## Exercise
Exactly reproduce the lines from the one holding "Exercise. Spot the black" through the final line of the listing below, with both ends included and nothing else.

## Input for this task
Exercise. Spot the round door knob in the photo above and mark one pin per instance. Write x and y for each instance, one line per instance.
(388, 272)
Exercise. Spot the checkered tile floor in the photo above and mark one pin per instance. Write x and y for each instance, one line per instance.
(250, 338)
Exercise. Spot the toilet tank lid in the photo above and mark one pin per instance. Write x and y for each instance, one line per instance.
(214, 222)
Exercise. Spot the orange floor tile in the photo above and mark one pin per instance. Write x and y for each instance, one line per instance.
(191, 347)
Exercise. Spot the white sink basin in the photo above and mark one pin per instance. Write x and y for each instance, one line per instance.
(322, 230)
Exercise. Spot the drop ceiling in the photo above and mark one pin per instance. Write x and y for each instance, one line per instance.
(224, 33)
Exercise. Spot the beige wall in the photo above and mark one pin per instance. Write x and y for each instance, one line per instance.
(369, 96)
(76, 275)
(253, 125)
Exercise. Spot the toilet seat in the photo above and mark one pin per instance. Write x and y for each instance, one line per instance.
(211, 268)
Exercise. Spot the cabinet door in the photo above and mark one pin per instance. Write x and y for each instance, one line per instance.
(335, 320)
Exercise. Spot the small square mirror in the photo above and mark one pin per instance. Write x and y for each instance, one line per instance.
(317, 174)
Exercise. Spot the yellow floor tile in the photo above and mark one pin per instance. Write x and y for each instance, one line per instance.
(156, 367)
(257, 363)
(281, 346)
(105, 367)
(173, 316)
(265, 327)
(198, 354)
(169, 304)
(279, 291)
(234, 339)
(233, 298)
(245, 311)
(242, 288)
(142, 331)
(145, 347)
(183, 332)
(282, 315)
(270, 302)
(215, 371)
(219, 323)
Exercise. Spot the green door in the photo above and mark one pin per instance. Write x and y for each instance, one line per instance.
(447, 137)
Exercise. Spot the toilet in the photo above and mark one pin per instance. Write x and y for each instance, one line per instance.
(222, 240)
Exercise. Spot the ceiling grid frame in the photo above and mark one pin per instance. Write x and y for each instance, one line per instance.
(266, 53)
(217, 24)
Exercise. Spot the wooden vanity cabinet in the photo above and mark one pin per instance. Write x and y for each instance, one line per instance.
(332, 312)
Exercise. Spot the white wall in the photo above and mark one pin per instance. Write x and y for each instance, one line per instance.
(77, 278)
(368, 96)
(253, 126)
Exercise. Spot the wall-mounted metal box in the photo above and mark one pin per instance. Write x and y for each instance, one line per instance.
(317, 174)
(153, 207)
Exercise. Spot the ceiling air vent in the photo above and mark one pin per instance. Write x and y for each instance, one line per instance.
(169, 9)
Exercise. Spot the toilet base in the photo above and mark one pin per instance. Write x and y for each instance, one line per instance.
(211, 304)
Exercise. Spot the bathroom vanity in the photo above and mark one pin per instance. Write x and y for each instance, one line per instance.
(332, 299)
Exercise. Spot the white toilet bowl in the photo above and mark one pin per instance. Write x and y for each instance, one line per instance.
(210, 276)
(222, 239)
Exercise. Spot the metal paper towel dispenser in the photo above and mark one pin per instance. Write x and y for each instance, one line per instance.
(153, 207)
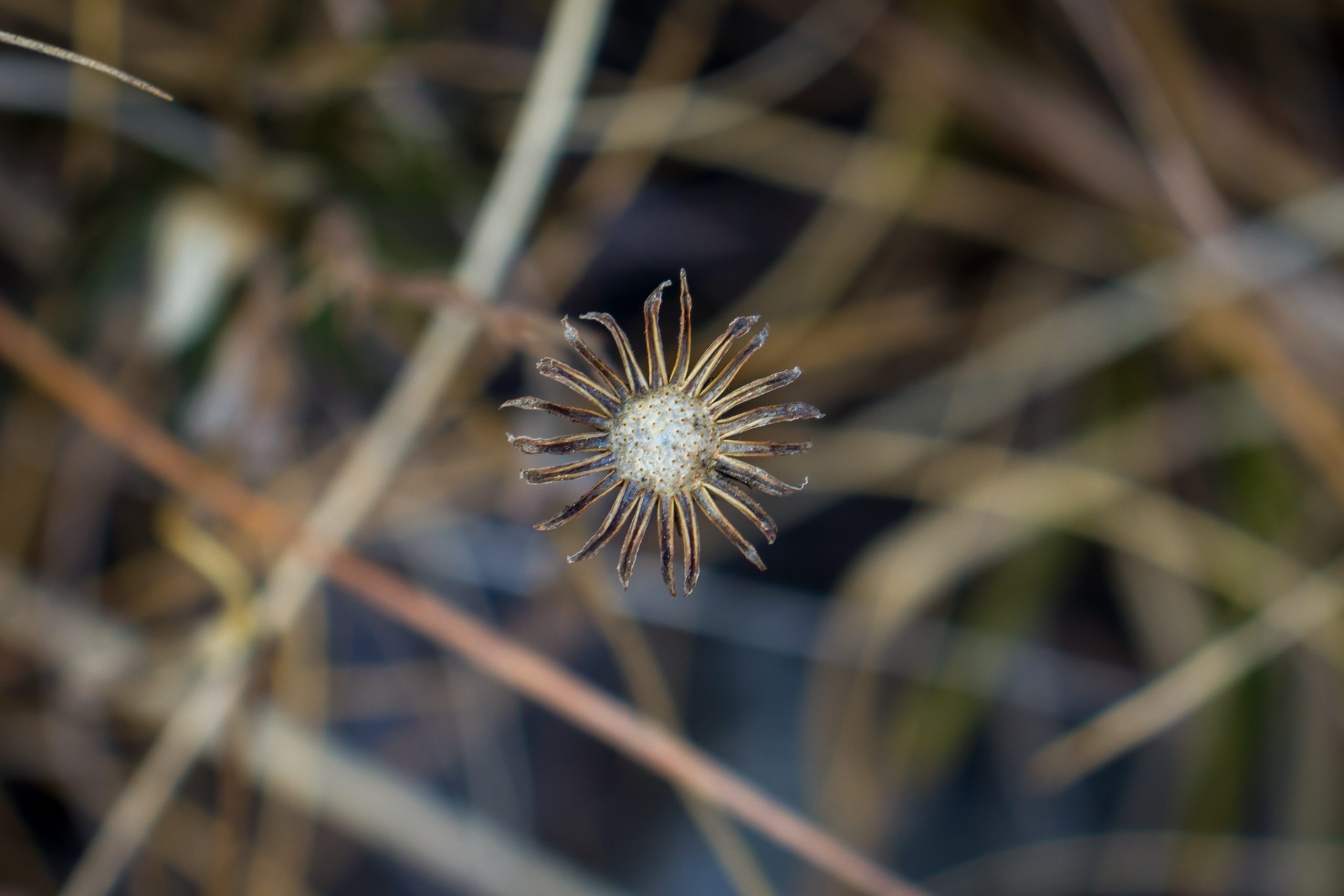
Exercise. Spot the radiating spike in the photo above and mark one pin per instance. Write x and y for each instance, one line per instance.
(690, 542)
(704, 368)
(654, 336)
(756, 476)
(561, 444)
(722, 381)
(634, 375)
(635, 537)
(760, 417)
(747, 504)
(613, 379)
(666, 547)
(711, 510)
(731, 448)
(591, 498)
(598, 421)
(683, 336)
(756, 388)
(566, 375)
(616, 518)
(570, 471)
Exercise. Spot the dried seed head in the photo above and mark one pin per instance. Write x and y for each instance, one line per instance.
(664, 444)
(663, 441)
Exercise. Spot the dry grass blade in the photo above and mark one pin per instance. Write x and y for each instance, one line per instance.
(454, 846)
(518, 667)
(508, 208)
(75, 58)
(1189, 686)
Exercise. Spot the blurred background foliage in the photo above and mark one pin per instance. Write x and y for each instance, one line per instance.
(1057, 614)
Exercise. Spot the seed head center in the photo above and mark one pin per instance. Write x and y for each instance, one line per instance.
(663, 440)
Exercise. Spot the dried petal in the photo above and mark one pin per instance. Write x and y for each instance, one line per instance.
(711, 510)
(561, 444)
(690, 541)
(683, 336)
(577, 414)
(698, 376)
(756, 476)
(654, 338)
(747, 504)
(634, 375)
(731, 448)
(756, 388)
(616, 518)
(570, 471)
(722, 381)
(766, 416)
(666, 516)
(604, 370)
(631, 547)
(591, 498)
(566, 375)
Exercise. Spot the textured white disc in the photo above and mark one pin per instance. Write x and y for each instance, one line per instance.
(663, 440)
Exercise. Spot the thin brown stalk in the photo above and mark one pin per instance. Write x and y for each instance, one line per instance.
(514, 664)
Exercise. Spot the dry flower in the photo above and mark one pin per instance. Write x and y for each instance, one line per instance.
(662, 440)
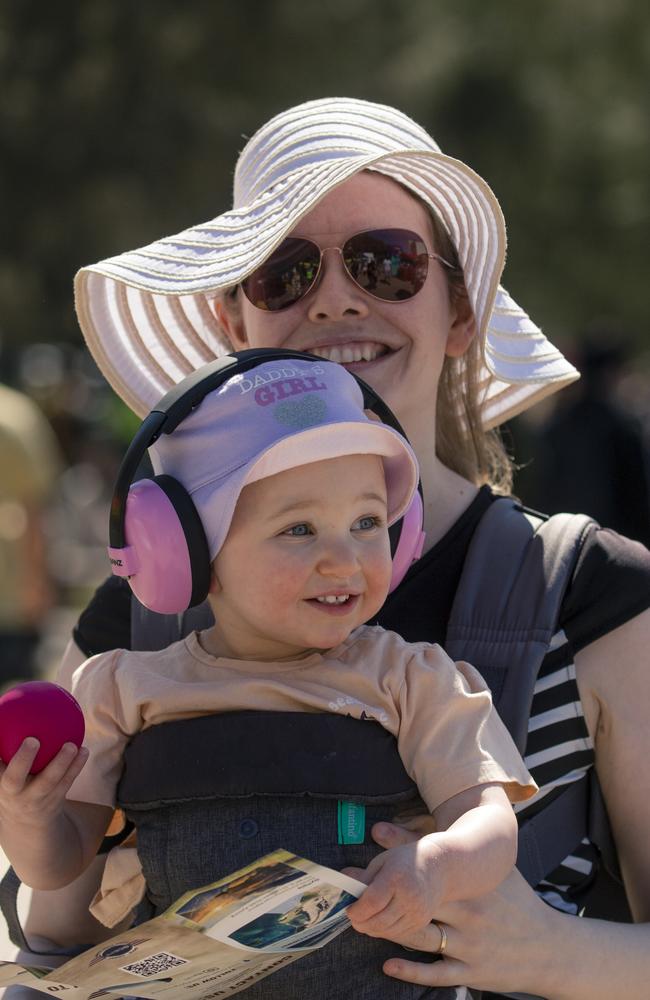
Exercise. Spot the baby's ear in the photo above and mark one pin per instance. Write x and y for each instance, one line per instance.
(227, 309)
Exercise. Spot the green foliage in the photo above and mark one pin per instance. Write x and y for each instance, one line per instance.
(121, 121)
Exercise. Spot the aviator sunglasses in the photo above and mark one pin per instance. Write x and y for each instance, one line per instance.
(389, 264)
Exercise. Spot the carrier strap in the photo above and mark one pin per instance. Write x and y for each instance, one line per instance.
(507, 604)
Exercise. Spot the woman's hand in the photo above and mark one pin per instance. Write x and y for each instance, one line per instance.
(509, 941)
(487, 937)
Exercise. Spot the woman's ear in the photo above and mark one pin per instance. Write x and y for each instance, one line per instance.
(227, 309)
(463, 328)
(215, 586)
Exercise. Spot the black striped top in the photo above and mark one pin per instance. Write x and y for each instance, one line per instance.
(611, 585)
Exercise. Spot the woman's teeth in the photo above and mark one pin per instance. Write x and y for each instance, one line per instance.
(347, 354)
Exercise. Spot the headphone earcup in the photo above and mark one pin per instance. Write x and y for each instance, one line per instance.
(410, 542)
(162, 526)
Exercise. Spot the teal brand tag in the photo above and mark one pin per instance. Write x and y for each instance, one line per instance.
(351, 823)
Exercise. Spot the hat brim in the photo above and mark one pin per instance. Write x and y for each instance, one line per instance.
(148, 322)
(216, 501)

## Exercise output
Exercise. Spot the black striped top in the photo above and mark one pin per instance. Write x and y for each instance, one line per instance.
(611, 585)
Exercise. Spot the woman's teeth in the photo above and mark one pin per instance. Write x and y for each instance, one line per instance.
(347, 354)
Exercise. Spot the headphone earcup in the photo above and mark one pin per instance. Write x and y for each instance, one line per instance.
(410, 542)
(162, 526)
Exercise. Spot the teal brand tag in the photo above and mark one pin per instance. Write x and y for each instance, one line per instance.
(351, 823)
Exercise. Spot the hat brim in the photo above and mark one pin per instance. Write x and y for each instance, one line per instance.
(148, 322)
(216, 501)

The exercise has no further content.